Leaving out the pictures, please retype each record exactly.
++++ Recorded information
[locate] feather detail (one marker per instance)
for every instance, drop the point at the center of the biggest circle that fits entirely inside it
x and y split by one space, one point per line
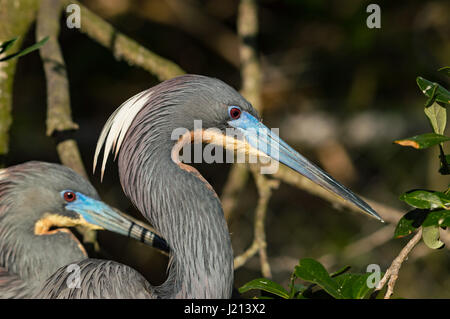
115 129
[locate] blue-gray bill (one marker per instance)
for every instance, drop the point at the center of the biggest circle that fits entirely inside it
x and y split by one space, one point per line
264 140
98 213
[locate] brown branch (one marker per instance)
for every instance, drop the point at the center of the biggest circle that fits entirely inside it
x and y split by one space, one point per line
392 272
59 118
123 47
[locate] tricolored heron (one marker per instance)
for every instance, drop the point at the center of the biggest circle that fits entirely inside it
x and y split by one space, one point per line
38 201
172 195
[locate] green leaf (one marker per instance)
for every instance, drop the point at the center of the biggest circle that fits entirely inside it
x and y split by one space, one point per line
++++++++
__Written answer__
[locate] feather detail (one marker per instance)
for every instance, drop the point at the center of the biggest circle that fits entirely inside it
x and y split by one space, one point per line
115 129
[locate] blue-gray bill (one marker per instance)
for every instance, drop the point at the center of the biggest circle that fits entirely inside it
x and y split by one space, one point per line
264 140
98 213
[locate] brown branch (one marker per instance)
for every instance, drop the point at the center of the biggest circle that fits entirely inside it
x and y split by one space, one point per line
392 272
59 118
123 47
[locate] tricolored heron (one marker per instance)
for every instance, drop the point at the center of the biggest circle that fits entirely inside it
x and y split by one space, one point per line
38 201
172 195
[locate] green leaf (one marker per instance)
for every instance, drop the point at the center of the biggest circle that fits entirely inside it
x and y split by one space, one point per line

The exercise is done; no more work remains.